(Exercise)
Reproduce verbatim the final portion of the material below, from the line containing "Regarding the moored" through its last line, and nothing else.

(Data shown)
--

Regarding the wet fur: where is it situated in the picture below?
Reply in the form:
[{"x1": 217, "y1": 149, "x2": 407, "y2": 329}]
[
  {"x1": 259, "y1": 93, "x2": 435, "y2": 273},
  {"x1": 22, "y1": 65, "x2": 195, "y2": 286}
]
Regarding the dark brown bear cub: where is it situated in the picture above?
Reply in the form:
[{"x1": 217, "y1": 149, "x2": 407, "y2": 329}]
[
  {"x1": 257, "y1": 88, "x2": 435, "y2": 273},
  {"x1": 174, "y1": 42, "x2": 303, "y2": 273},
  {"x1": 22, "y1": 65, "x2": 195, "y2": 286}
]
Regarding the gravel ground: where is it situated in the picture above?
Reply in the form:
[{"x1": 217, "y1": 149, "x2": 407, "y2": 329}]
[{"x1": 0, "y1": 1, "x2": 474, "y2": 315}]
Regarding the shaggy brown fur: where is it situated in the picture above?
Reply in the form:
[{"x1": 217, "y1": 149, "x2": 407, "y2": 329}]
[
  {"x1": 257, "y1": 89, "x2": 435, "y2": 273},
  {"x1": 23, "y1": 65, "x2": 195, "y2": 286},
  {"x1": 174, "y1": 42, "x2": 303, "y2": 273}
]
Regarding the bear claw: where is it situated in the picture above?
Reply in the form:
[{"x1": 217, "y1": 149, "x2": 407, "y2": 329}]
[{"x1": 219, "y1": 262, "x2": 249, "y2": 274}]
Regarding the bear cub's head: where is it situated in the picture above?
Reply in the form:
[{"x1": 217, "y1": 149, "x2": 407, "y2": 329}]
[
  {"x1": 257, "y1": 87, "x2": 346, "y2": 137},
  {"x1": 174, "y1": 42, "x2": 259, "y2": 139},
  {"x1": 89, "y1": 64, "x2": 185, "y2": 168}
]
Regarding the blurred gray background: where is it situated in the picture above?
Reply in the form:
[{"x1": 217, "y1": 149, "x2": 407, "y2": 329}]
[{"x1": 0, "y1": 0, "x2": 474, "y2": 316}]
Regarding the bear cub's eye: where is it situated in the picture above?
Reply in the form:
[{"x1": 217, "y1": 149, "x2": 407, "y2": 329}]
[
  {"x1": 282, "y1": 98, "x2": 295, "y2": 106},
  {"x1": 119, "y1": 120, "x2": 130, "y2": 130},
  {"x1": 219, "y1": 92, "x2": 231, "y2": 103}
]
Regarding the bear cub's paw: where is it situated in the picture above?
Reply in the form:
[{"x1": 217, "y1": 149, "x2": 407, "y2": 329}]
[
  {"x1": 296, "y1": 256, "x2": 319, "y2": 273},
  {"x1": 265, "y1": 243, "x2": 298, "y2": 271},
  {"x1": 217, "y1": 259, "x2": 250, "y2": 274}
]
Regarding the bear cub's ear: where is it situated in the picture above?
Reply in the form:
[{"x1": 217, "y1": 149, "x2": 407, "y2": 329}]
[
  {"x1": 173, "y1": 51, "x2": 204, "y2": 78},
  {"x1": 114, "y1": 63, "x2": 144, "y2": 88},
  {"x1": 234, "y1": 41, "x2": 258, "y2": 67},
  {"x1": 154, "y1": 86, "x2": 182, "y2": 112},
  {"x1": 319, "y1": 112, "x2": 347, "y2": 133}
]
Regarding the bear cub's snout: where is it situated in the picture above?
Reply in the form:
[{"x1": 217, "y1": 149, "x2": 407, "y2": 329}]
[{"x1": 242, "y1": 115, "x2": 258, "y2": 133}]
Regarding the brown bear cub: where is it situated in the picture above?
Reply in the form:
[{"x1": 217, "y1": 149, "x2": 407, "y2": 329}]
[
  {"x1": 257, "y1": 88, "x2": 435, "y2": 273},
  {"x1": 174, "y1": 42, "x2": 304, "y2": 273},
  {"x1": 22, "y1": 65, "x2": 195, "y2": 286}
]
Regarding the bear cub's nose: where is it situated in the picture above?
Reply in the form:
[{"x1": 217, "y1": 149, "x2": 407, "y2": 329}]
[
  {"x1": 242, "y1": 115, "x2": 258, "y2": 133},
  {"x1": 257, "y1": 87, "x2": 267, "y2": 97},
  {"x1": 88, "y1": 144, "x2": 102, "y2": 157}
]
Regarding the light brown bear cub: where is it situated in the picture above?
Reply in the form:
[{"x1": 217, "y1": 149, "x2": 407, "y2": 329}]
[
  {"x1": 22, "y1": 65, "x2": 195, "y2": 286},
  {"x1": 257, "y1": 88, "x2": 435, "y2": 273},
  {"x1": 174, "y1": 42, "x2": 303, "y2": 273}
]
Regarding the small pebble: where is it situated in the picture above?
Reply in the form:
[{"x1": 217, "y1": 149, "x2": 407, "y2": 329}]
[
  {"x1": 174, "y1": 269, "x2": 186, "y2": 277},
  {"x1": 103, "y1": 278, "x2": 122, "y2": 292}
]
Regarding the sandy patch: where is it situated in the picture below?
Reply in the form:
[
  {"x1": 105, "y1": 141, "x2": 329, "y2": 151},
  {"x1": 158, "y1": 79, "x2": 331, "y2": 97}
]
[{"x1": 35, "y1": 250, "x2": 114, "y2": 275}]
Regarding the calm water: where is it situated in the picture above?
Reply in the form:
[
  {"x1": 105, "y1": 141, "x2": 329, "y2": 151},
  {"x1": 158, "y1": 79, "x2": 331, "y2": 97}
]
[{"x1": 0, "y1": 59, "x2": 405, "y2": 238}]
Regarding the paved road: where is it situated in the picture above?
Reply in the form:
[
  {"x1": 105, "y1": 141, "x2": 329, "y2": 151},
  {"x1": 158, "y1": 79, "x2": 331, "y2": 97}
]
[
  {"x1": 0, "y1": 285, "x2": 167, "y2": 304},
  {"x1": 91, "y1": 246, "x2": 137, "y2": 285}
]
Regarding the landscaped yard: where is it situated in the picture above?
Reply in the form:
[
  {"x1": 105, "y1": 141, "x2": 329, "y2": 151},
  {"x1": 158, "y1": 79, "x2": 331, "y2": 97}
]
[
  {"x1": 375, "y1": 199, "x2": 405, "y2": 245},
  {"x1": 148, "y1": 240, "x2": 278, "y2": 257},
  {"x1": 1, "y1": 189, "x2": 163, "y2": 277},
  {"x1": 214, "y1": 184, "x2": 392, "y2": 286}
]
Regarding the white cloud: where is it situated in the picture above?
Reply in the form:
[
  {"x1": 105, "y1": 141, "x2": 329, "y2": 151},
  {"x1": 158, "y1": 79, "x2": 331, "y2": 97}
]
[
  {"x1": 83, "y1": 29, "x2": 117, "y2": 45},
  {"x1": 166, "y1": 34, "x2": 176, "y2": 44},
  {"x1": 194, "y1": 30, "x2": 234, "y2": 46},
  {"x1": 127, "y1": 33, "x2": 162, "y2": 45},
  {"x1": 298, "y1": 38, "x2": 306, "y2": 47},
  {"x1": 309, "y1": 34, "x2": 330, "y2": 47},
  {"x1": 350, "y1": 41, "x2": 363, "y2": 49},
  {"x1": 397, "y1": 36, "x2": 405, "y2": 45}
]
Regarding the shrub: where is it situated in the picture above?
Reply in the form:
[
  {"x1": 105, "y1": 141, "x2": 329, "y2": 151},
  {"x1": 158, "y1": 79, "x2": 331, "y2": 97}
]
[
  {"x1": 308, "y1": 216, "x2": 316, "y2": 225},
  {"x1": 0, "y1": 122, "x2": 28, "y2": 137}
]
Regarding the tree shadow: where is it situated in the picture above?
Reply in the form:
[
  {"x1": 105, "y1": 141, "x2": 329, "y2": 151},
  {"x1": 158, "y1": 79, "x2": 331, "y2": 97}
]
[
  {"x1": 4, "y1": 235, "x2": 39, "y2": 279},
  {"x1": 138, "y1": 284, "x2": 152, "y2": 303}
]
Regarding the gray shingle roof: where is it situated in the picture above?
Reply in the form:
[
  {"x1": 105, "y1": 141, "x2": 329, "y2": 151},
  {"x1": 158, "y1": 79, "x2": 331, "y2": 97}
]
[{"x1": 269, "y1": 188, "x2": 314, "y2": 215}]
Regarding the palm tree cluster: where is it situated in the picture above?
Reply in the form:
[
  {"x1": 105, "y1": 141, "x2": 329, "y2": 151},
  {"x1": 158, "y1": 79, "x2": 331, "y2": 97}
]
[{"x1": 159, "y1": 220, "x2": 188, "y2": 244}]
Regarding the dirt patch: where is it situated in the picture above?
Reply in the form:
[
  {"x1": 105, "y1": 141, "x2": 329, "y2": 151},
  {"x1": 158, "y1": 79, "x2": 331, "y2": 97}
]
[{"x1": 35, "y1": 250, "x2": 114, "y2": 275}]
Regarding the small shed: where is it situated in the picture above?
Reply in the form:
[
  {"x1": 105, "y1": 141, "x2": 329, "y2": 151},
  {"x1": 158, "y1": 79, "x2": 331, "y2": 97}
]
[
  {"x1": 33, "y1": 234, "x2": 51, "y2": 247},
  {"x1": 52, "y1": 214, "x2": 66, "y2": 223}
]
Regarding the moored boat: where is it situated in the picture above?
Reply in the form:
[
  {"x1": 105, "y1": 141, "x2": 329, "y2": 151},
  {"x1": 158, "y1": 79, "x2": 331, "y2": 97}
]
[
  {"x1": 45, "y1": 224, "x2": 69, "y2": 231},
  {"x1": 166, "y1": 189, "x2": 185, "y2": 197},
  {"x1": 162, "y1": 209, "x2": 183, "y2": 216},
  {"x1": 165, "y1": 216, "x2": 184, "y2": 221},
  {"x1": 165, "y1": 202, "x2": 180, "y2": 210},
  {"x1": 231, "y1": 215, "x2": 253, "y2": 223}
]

--

(Answer to the exercise)
Regarding the moored boat: where is it situated in the picture above?
Reply in the form:
[
  {"x1": 105, "y1": 141, "x2": 329, "y2": 151},
  {"x1": 158, "y1": 79, "x2": 331, "y2": 97}
]
[
  {"x1": 45, "y1": 224, "x2": 69, "y2": 231},
  {"x1": 166, "y1": 189, "x2": 185, "y2": 197},
  {"x1": 162, "y1": 209, "x2": 183, "y2": 216},
  {"x1": 165, "y1": 216, "x2": 184, "y2": 221},
  {"x1": 165, "y1": 202, "x2": 180, "y2": 210},
  {"x1": 231, "y1": 215, "x2": 253, "y2": 223}
]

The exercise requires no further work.